* [課題の要件]
次の素材を全行、一字一句変えずに出力してください。

━━━━━ データ行

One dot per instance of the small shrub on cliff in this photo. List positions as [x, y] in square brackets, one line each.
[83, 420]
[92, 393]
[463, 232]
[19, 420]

━━━━━━━━━━

* [演習の結果]
One dot per instance of the small shrub on cliff in this photo. List positions as [x, y] in square brackets, one line each.
[83, 420]
[92, 393]
[463, 232]
[19, 420]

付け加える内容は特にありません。